**Required work**
List every line in the listing below that contains the word "license".

**Task material**

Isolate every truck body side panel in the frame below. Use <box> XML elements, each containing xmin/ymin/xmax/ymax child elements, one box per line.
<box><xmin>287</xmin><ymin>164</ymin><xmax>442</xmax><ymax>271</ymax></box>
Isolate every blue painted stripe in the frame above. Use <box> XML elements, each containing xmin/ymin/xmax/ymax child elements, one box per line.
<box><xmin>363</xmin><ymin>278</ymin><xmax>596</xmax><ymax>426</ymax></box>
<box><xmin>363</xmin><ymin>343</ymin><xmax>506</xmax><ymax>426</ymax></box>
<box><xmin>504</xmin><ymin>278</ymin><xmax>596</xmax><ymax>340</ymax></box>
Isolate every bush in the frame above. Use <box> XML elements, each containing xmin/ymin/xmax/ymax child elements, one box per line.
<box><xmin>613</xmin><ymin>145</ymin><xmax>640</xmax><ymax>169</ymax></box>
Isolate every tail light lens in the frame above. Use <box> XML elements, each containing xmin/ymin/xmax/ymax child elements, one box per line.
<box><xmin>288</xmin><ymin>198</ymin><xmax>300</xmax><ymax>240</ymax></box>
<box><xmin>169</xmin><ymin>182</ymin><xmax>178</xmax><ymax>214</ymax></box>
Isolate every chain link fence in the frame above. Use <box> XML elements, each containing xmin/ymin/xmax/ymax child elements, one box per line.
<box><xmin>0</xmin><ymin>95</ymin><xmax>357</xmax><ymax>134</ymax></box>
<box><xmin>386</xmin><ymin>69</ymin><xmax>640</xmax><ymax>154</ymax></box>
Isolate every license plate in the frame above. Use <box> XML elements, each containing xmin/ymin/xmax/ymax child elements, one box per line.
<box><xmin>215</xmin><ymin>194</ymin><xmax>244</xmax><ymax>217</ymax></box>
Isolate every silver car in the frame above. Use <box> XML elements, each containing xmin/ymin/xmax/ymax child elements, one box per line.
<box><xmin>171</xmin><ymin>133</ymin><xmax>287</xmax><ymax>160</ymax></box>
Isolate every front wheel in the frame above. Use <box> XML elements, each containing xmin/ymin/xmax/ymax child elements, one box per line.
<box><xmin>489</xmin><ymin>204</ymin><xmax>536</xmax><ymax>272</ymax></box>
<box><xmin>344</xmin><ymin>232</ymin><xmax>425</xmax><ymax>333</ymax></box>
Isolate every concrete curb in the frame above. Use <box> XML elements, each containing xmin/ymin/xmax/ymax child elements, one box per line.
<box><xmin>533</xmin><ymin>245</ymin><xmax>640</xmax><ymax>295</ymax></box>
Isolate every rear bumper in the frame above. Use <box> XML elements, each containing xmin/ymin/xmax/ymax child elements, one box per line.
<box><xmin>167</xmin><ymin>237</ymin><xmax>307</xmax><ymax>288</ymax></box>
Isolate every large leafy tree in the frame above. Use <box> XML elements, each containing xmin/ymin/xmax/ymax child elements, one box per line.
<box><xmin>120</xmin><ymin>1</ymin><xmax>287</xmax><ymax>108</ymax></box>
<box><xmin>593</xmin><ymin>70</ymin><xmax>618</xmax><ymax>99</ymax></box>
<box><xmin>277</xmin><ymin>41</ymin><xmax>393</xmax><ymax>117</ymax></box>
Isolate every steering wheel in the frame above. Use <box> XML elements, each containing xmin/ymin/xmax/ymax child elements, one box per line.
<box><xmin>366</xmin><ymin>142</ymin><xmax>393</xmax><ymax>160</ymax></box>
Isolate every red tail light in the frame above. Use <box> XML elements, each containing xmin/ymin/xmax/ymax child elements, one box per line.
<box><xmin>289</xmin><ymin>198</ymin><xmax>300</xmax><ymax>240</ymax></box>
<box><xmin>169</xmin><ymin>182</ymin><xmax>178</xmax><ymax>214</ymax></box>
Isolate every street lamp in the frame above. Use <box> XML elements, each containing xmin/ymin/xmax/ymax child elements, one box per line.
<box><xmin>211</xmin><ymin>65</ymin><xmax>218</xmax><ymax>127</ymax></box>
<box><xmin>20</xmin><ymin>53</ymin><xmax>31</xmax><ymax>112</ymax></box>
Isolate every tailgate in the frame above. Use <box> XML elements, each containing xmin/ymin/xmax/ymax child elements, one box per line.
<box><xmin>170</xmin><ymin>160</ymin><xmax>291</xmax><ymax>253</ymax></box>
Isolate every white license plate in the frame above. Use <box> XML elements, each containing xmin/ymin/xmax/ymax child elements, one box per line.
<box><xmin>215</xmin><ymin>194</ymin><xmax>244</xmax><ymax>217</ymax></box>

**Correct answer**
Isolate every license plate in the frame above. Use <box> XML elements, each containing xmin/ymin/xmax/ymax child elements, one box per line.
Isolate every white license plate in the frame above. Use <box> XML elements, each containing xmin/ymin/xmax/ymax child elements, one box per line.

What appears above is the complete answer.